Independensi KPU

KPU DAN INDEPENDENSINYA


Benny Obon
Lahir di Todo - Manggarai
Sekarang Belajar pada STFK Ledalero
Anggota KMK Ledalero

Harian Pos Kupang tanggal 7 Mei 2008 yang lalu menurunkan berita tentang keputusan KPU NTT menghentikan sementara kegiatan Pilgub. Keputusan tersebut diambil setelah didemo massa pendukung paket Amsal dan Harkat pasca penetapan pasangan yang lolos ke arena pertarungan Pilgub. Keputusan KPU tersebut setidaknya membawa dampak bagi rakyat yaitu rakyat akan bertanya tentang esensi demokrasi itu sendiri. Betapa tidak rakyat yang masih belajar berdemokrasi yang tertuang dalam pilkada menjadi heran dengan kebijakan ini. Seiring dengan itu akan timbul pertanyaan: akankah Pilgub NTT berlangsung sesuai hakikat dan esensi pilkada itu sendiri atau justru membawa suatu perpecahan dalam masyarakat.

• • • • •

TUGAS ▸
1. Menurut kutipan teks, pada tanggal berapa Harian Pos Kupang menurunkan berita tentang keputusan KPU NTT?
2. Tentukan apakah setiap pernyataan berikut sesuai dengan kutipan teks: (a) KPU NTT menghentikan sementara kegiatan Pilgub. (b) Keputusan KPU NTT diambil sebelum penetapan pasangan yang lolos. (c) Benny Obon belajar pada STFK Ledalero.
Gunakan kutipan teks ini saja sebagai sumber.

Data Terekam
• • • • •

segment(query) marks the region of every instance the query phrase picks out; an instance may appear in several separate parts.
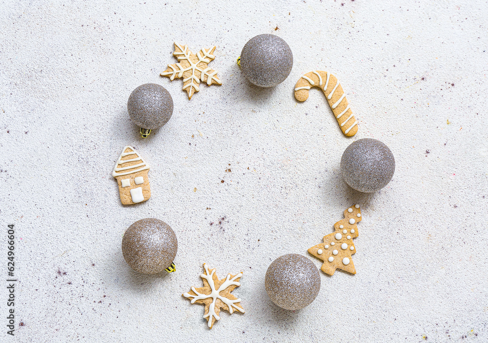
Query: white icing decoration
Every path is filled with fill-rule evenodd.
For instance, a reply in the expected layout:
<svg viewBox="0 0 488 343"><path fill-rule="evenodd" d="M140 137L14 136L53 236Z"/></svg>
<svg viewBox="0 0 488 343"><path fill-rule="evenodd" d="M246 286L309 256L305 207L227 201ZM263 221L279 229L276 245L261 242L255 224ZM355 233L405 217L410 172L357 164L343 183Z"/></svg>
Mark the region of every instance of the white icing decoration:
<svg viewBox="0 0 488 343"><path fill-rule="evenodd" d="M343 111L340 114L339 114L339 115L338 116L337 116L337 119L339 119L341 117L342 117L342 115L344 114L344 113L345 113L346 112L347 112L347 110L348 110L350 108L351 108L351 106L349 106L349 104L348 103L347 105L346 106L346 109L344 110L344 111Z"/></svg>
<svg viewBox="0 0 488 343"><path fill-rule="evenodd" d="M308 86L305 86L305 87L297 87L295 88L295 91L299 91L300 89L310 89L310 87Z"/></svg>
<svg viewBox="0 0 488 343"><path fill-rule="evenodd" d="M337 102L334 103L333 105L332 105L332 109L334 109L334 108L337 107L337 105L339 105L340 103L341 103L341 101L342 101L345 97L346 97L346 93L345 93L342 95L342 96L341 97L339 100L337 101Z"/></svg>
<svg viewBox="0 0 488 343"><path fill-rule="evenodd" d="M339 86L339 80L337 81L337 83L336 83L335 87L332 89L332 91L330 92L330 94L327 96L327 99L330 100L332 99L332 95L334 94L334 92L335 92L335 90L337 89L337 86Z"/></svg>
<svg viewBox="0 0 488 343"><path fill-rule="evenodd" d="M134 203L144 201L144 196L142 195L142 187L138 187L130 190L130 197Z"/></svg>
<svg viewBox="0 0 488 343"><path fill-rule="evenodd" d="M321 76L320 74L319 74L316 71L313 71L313 73L315 74L316 75L317 75L317 76L319 77L319 86L322 86L322 77Z"/></svg>
<svg viewBox="0 0 488 343"><path fill-rule="evenodd" d="M124 152L126 150L127 150L127 148L132 151L129 151L128 152ZM128 156L129 155L135 155L137 157L133 159L130 159L129 160L122 160L122 157ZM128 162L134 162L134 161L141 161L141 163L135 164L135 165L128 165L125 167L123 166L124 164L127 163ZM117 166L119 165L121 166L121 167L118 168ZM135 170L124 171L124 170L133 169L134 168L136 168ZM114 171L112 172L112 176L115 178L122 175L127 175L129 174L132 174L133 173L137 173L138 172L148 169L149 168L149 165L146 163L146 161L144 161L144 159L142 158L139 156L139 154L136 151L136 149L132 146L126 145L125 147L122 149L122 153L121 154L120 156L119 157L119 160L117 161L117 163L115 163L115 167L114 168ZM123 172L118 172L121 171Z"/></svg>
<svg viewBox="0 0 488 343"><path fill-rule="evenodd" d="M346 125L346 123L347 122L347 121L349 121L349 120L351 118L352 118L354 116L354 114L351 114L351 115L349 116L349 118L348 118L347 119L346 119L345 121L344 121L342 122L342 123L341 124L341 127L342 127L345 125ZM351 208L351 209L352 209ZM352 211L351 211L351 212L352 212Z"/></svg>
<svg viewBox="0 0 488 343"><path fill-rule="evenodd" d="M357 124L358 124L357 121L354 121L354 123L351 125L350 126L349 126L348 129L344 131L344 133L345 133L346 134L347 134L348 133L349 133L349 131L351 131L351 129L352 129L355 125Z"/></svg>
<svg viewBox="0 0 488 343"><path fill-rule="evenodd" d="M305 79L305 80L306 80L307 81L308 81L308 82L310 82L310 84L311 84L311 85L312 85L312 86L313 86L313 85L315 85L315 82L314 82L313 81L313 80L312 80L311 79L310 79L310 78L307 78L307 77L305 76L305 75L304 75L304 76L302 76L302 78L303 78L303 79Z"/></svg>
<svg viewBox="0 0 488 343"><path fill-rule="evenodd" d="M220 299L223 303L227 305L227 306L229 308L229 312L231 314L234 312L234 308L233 308L233 306L234 308L235 308L236 309L244 313L244 309L239 307L236 305L236 303L241 302L240 298L238 298L235 300L231 300L230 299L220 295L220 292L225 289L225 288L228 287L229 286L232 285L234 285L235 286L241 285L240 282L235 281L235 280L236 279L239 279L239 278L242 277L242 273L240 273L232 279L230 279L230 274L227 274L225 281L223 283L222 283L222 284L221 285L218 289L216 289L215 283L214 282L213 279L212 277L214 273L215 272L215 269L213 269L210 275L209 275L208 267L207 267L207 265L203 264L203 268L205 269L206 274L200 274L200 277L202 279L204 279L207 281L207 282L208 283L208 285L210 286L210 289L212 290L212 292L210 294L202 294L198 293L194 287L192 287L191 290L193 291L193 292L196 294L196 295L192 295L189 293L185 293L183 294L183 296L185 298L193 298L193 299L192 299L190 302L191 303L194 303L197 300L206 299L209 298L213 299L212 303L210 304L210 305L208 307L208 313L203 315L204 318L208 317L208 327L211 327L212 326L212 317L215 318L215 319L218 321L220 320L220 317L219 317L219 316L218 316L217 313L215 312L215 302L217 301L217 299Z"/></svg>
<svg viewBox="0 0 488 343"><path fill-rule="evenodd" d="M181 45L178 44L176 42L175 42L175 45L178 47L178 49L181 50L181 52L175 51L173 53L173 55L177 57L178 61L181 61L182 60L186 60L190 64L190 66L183 69L183 67L179 63L176 63L176 65L179 68L179 70L176 69L171 64L168 64L168 66L173 69L172 71L168 72L163 72L161 73L160 75L163 76L166 76L167 75L171 75L169 77L169 80L171 81L175 79L175 77L176 74L178 74L178 78L182 77L183 76L183 73L187 71L191 70L191 75L189 77L186 78L186 79L183 79L183 83L184 83L186 81L188 80L191 80L191 81L187 84L186 86L183 87L183 89L186 88L188 87L192 87L195 90L195 92L198 92L200 90L200 88L197 85L198 84L200 83L200 80L202 81L203 81L205 75L207 76L207 84L208 85L210 85L212 82L212 81L213 80L216 83L219 84L222 84L222 82L221 82L220 80L215 77L215 74L216 74L219 72L217 70L215 70L213 73L208 73L209 70L211 70L212 68L209 68L208 66L204 69L201 69L200 67L197 66L198 64L201 62L203 62L204 63L210 63L210 61L215 58L215 56L213 55L210 54L209 52L211 51L215 47L215 46L213 46L211 48L209 49L208 50L205 51L204 48L202 48L201 52L203 53L203 57L202 57L202 55L200 54L200 51L197 53L197 57L198 58L198 61L196 63L193 63L193 61L191 61L190 59L190 56L191 55L191 52L189 51L188 50L188 45L185 45L184 47L182 47ZM183 55L183 56L181 56ZM195 76L195 71L198 70L201 73L200 79L199 79L196 76ZM193 81L196 82L194 83ZM188 96L189 97L191 98L192 95L191 89L190 88L189 92L188 92Z"/></svg>

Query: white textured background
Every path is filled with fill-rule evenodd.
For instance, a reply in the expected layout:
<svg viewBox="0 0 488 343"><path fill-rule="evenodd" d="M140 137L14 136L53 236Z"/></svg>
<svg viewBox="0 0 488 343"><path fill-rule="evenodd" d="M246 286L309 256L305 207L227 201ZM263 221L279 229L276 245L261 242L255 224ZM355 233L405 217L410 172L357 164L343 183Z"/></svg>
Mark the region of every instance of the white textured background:
<svg viewBox="0 0 488 343"><path fill-rule="evenodd" d="M1 342L488 340L486 0L123 2L0 5L0 275L13 223L20 280L16 336L1 319ZM262 89L236 59L266 33L288 42L294 63ZM223 85L189 101L181 80L159 77L175 63L174 40L216 45L210 66ZM295 101L295 82L316 69L346 91L353 138L320 91ZM175 110L142 140L126 102L149 82L170 91ZM396 161L371 195L339 170L365 137ZM151 198L128 207L111 176L126 144L151 166ZM357 274L321 272L311 305L274 306L270 262L296 253L320 267L306 249L356 202ZM151 217L176 232L176 273L138 275L123 260L124 231ZM181 295L200 286L203 262L221 278L244 273L234 293L246 313L223 312L211 330L203 307Z"/></svg>

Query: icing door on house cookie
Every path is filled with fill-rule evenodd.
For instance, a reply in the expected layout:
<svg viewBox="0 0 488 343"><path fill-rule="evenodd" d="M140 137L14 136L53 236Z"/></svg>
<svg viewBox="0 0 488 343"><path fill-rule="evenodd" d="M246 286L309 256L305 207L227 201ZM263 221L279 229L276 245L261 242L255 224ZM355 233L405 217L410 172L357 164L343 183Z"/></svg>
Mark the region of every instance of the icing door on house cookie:
<svg viewBox="0 0 488 343"><path fill-rule="evenodd" d="M147 173L149 166L131 146L122 150L112 173L119 184L121 202L130 205L145 201L151 197Z"/></svg>

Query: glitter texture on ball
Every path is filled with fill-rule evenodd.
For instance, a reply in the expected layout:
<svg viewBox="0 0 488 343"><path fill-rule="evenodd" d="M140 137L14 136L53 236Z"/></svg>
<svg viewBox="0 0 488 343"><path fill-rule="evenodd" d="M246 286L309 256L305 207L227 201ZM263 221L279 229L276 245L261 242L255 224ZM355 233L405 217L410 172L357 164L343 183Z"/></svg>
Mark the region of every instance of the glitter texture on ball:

• • • • •

JAWABAN ▸
1. 7 Mei 2008.

2.
(a) Ya: "keputusan KPU NTT menghentikan sementara kegiatan Pilgub"
(b) Tidak: "pasca penetapan pasangan yang lolos ke arena pertarungan Pilgub"
(c) Ya: "Sekarang Belajar pada STFK Ledalero"